* **Material for the task**:
"""
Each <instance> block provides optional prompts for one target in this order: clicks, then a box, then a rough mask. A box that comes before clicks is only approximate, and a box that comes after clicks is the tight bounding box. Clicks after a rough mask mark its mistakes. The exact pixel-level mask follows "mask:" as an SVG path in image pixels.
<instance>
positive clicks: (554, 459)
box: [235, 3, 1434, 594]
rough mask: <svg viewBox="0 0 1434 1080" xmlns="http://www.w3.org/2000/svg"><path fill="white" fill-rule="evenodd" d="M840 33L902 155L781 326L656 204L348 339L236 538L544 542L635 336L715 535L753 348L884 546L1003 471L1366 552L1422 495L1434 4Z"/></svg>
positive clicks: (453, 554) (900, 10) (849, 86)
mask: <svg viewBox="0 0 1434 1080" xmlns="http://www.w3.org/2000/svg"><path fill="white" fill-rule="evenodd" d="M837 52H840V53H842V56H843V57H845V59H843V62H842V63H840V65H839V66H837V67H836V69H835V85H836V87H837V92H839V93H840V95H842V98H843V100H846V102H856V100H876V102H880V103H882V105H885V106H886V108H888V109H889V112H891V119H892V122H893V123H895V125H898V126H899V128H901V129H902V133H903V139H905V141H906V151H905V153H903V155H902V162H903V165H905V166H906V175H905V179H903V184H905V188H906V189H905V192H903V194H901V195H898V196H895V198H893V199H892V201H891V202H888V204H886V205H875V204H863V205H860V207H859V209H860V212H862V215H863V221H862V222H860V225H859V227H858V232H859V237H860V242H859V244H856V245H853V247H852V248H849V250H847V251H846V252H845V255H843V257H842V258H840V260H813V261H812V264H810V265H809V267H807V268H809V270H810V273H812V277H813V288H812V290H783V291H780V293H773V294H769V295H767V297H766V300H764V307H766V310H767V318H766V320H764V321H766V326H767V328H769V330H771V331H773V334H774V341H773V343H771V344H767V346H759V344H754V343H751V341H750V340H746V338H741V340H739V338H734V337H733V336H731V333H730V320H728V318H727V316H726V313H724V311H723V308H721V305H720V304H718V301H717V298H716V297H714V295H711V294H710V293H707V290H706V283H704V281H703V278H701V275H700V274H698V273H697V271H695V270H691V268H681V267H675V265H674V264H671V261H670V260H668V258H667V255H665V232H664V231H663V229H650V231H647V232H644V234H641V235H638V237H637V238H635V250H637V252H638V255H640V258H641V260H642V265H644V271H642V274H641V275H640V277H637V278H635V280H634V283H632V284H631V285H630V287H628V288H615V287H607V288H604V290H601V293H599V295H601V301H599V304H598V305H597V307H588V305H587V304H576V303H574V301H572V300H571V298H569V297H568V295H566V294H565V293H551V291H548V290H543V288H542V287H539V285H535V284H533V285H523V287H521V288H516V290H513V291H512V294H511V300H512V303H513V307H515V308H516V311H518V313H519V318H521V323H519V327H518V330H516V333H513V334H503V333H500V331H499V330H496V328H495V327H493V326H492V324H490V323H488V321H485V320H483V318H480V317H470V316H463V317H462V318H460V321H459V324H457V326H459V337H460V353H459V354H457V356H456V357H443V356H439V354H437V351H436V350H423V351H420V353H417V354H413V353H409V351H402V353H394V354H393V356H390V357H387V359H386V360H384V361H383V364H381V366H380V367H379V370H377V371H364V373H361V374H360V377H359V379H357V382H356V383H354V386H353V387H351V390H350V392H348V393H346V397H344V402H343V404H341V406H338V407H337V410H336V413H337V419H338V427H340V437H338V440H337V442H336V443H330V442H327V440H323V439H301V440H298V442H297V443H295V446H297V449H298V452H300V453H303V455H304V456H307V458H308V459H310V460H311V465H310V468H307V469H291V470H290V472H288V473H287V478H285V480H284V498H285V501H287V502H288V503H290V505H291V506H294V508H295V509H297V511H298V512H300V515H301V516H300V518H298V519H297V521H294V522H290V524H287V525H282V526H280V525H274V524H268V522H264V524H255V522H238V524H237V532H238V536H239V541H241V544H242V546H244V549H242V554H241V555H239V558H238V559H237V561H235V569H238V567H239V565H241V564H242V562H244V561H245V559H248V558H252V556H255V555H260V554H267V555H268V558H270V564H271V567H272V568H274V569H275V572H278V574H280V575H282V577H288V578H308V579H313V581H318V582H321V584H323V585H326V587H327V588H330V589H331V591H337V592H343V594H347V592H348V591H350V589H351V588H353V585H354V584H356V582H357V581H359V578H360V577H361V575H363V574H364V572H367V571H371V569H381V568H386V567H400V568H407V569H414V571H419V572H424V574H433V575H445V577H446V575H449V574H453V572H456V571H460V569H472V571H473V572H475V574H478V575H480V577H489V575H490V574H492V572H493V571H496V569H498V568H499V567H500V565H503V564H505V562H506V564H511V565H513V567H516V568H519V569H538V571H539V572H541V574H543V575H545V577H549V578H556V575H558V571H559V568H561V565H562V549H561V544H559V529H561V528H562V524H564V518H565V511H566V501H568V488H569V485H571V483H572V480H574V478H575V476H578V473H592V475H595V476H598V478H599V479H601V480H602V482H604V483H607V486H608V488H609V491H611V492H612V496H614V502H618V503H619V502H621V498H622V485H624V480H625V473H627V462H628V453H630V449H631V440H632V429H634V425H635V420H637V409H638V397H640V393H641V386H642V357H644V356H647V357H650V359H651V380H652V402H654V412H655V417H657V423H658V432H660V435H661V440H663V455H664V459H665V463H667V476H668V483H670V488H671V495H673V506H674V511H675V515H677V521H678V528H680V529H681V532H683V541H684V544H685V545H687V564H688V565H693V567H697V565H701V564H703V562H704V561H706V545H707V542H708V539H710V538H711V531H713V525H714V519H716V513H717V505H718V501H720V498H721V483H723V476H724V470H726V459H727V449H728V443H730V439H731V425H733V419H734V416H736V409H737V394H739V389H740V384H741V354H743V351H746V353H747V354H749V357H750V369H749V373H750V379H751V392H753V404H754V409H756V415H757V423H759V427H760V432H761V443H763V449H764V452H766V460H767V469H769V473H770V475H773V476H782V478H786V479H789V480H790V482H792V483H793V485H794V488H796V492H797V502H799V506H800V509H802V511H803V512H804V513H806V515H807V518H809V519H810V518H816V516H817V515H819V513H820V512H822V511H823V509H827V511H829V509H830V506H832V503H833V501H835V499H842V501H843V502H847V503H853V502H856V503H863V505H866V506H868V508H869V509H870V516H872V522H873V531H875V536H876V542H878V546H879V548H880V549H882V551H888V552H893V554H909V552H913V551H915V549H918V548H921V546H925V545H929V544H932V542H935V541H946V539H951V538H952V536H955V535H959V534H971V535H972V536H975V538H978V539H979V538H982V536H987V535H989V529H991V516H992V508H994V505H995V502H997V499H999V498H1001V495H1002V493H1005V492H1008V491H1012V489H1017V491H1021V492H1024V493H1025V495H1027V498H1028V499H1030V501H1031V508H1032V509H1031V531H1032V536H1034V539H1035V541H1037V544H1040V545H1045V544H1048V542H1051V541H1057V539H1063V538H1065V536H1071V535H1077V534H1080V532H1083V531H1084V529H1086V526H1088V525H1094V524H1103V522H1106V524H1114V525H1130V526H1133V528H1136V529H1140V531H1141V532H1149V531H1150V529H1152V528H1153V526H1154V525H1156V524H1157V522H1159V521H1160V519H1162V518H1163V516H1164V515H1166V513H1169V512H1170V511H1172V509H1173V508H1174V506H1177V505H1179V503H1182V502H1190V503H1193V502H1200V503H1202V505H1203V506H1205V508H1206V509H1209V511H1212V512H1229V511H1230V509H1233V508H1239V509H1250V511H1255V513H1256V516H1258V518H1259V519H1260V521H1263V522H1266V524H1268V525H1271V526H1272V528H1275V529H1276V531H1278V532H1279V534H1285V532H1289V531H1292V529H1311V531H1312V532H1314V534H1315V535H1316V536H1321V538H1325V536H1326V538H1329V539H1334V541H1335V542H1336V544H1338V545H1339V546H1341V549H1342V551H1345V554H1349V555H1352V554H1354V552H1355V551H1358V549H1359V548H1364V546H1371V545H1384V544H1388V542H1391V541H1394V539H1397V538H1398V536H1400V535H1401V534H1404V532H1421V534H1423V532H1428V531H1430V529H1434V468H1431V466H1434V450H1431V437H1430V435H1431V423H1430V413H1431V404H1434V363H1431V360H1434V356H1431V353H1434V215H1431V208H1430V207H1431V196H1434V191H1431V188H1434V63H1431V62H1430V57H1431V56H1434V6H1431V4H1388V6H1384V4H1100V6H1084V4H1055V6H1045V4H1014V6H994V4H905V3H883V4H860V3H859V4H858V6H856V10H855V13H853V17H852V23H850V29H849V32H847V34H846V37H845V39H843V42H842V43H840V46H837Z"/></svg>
"""
* **Exercise details**:
Revise the part that opens with the first line and closes with the line containing "positive clicks: (453, 554)" so that every "rough" becomes "coarse", keeping everything else the same. Return only those lines.

* **Written reply**:
Each <instance> block provides optional prompts for one target in this order: clicks, then a box, then a coarse mask. A box that comes before clicks is only approximate, and a box that comes after clicks is the tight bounding box. Clicks after a coarse mask mark its mistakes. The exact pixel-level mask follows "mask:" as an SVG path in image pixels.
<instance>
positive clicks: (554, 459)
box: [235, 3, 1434, 594]
coarse mask: <svg viewBox="0 0 1434 1080" xmlns="http://www.w3.org/2000/svg"><path fill="white" fill-rule="evenodd" d="M840 33L902 155L781 326L656 204L348 339L236 538L544 542L635 336L715 535L753 348L884 546L1003 471L1366 552L1422 495L1434 4Z"/></svg>
positive clicks: (453, 554) (900, 10) (849, 86)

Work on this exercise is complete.